# TASK STATEMENT:
Retype every line of the records below without changing anything.

[Object point labels]

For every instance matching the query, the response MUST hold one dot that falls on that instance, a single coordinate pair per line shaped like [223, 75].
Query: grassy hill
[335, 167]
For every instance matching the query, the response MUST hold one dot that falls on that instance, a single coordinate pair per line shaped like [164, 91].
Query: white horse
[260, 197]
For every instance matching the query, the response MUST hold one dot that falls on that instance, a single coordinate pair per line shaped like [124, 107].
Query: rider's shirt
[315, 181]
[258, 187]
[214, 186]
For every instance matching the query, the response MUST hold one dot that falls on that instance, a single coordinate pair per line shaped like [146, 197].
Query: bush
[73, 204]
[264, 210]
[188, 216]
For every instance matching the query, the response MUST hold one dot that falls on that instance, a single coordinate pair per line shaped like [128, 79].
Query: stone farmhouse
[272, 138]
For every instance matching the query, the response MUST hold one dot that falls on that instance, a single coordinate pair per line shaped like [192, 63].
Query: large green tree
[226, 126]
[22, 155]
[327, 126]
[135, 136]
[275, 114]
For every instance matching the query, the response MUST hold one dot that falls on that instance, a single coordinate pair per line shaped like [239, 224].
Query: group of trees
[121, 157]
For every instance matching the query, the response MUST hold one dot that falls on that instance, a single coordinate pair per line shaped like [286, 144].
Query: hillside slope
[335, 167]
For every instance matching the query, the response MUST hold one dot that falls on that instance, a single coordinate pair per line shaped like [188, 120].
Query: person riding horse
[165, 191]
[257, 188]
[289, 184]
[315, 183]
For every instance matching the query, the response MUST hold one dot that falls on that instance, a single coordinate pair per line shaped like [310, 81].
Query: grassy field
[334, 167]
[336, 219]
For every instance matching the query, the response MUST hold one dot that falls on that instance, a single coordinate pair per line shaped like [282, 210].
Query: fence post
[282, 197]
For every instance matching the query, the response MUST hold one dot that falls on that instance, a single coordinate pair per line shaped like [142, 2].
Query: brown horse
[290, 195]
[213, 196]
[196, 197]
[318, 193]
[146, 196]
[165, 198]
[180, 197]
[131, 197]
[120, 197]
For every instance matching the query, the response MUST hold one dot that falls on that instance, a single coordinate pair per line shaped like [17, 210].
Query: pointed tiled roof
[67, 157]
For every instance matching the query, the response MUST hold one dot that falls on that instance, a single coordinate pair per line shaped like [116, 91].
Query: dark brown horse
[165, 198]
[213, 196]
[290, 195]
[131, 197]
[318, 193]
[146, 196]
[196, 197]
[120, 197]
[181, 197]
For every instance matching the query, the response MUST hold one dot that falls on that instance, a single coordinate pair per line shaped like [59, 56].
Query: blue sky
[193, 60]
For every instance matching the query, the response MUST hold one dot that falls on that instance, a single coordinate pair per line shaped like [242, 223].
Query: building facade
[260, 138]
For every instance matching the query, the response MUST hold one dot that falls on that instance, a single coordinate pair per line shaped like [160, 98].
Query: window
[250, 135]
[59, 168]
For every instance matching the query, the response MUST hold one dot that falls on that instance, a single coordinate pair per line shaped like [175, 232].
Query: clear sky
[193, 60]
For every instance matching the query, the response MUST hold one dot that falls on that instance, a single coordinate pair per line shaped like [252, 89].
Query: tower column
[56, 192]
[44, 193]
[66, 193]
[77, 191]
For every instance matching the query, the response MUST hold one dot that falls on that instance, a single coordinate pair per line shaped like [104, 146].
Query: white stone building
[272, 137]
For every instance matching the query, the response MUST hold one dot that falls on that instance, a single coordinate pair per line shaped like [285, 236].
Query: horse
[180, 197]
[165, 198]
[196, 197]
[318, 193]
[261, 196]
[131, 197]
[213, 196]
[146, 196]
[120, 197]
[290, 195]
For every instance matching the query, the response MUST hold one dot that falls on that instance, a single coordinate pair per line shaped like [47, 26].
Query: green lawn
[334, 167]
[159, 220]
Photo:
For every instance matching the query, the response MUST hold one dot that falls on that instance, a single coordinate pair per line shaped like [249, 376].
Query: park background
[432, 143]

# FINISHED ANSWER:
For every instance matching the query, the response MUST hold one dot that falls on that instance, a single coordinate pair per line shaped like [223, 75].
Query: grassy hill
[335, 167]
For every instance matching the query, the response MUST hold one dot that falls on that instance, a single coordinate pair per line shaped like [164, 91].
Query: white horse
[260, 197]
For every instance matching the query, the response MUST hold one dot that falls on that instance, a single coordinate pair per line shaped like [124, 107].
Query: rider's shirt
[315, 181]
[258, 187]
[214, 186]
For every instance matching the query, the response MUST hold one dot that falls on that instance, a single coordinate pair per line shaped like [146, 197].
Query: bush
[73, 204]
[264, 210]
[188, 216]
For every instance matching the query, the response MUST hold one dot that falls on that instance, a single coordinate pair per line shaped like [128, 79].
Query: stone farmhouse
[272, 138]
For every instance matching the query, the response MUST hold one dot that falls on that instance, a single coordinate pair per line shaped like [192, 63].
Query: large green tree
[226, 126]
[22, 155]
[327, 126]
[135, 136]
[275, 114]
For every instance matching the query, the response MUST hold one dot that falls on that instance, a single coordinate pair per line shaped like [239, 224].
Query: group of trees
[121, 157]
For every instance matching the query, the response MUST hold one dot that falls on that instance, a single coordinate pair per line shaped like [286, 144].
Query: hillside slope
[335, 167]
For every instance matching the query, the response MUST hold one dot that falls on that instance, a single coordinate pair per line shaped like [188, 120].
Query: person riding horse
[165, 191]
[257, 188]
[289, 184]
[315, 183]
For every instance matching the query, the response MUST hold one dot that falls on that instance, a single coordinate pair per line shaped like [310, 81].
Query: grassy field
[334, 167]
[336, 219]
For every instance matching the query, the response MUST hold one dot that falls on that instance, a single coordinate pair per line shaped like [282, 210].
Query: fence post
[282, 197]
For every instance matching the query, the response MUST hold one dot that falls on that instance, a single coordinate pair per line shaped like [142, 2].
Query: brown horse
[290, 195]
[213, 196]
[196, 197]
[318, 193]
[146, 196]
[165, 198]
[180, 197]
[131, 197]
[120, 197]
For every instance matching the query, the response MUST hold one dot that falls on that instance, a single coordinate pair per line shaped like [17, 210].
Query: pointed tiled roof
[67, 157]
For every instance matching the query, the response MUST hold one dot that falls on that instance, a single coordinate pair per line shaped like [116, 91].
Query: dark brown horse
[165, 198]
[213, 196]
[290, 195]
[131, 197]
[318, 193]
[146, 196]
[196, 197]
[120, 197]
[181, 197]
For every instance matching the query, the response MUST hold one dot that falls on that instance, a single coordinate pair per line shaped like [59, 56].
Query: blue sky
[193, 60]
For every instance matching the query, the response MUST hold one dot that falls on that instance, a single coordinate pair per line shaped like [242, 223].
Query: building facade
[260, 138]
For every instance matching the query, the response MUST hold one dot that falls on that instance, a single coordinate pair per line shaped like [160, 98].
Query: window
[250, 135]
[59, 168]
For every instance matching the query, the response MUST hold one dot that falls on that instance, a single coordinate pair per line shaped like [175, 232].
Query: clear sky
[193, 60]
For every instance matching the query, the response MUST hold one dot that falls on that instance, a single coordinate pair per line shaped like [252, 89].
Query: tower column
[56, 192]
[44, 193]
[66, 193]
[77, 191]
For every instance matching the query, the response MUST hold one dot that falls on that instance, a single coordinate pair per line shaped like [104, 146].
Query: white stone building
[272, 137]
For every instance matching the query, the response MUST hold one dot that falls on that instance, a single coordinate pair per line shaped like [285, 236].
Query: horse
[180, 197]
[165, 198]
[196, 197]
[318, 193]
[261, 196]
[131, 197]
[213, 196]
[146, 196]
[120, 197]
[290, 195]
For every instance matching the query, the response MUST hold one dot that falls on that instance, a single coordinate pair per line shaped like [47, 26].
Query: green lawn
[334, 167]
[159, 220]
Photo:
For every instance matching the query, the response MUST hold one dot that falls on that instance, a single coordinate pair per line shaped like [249, 376].
Query: park background
[432, 143]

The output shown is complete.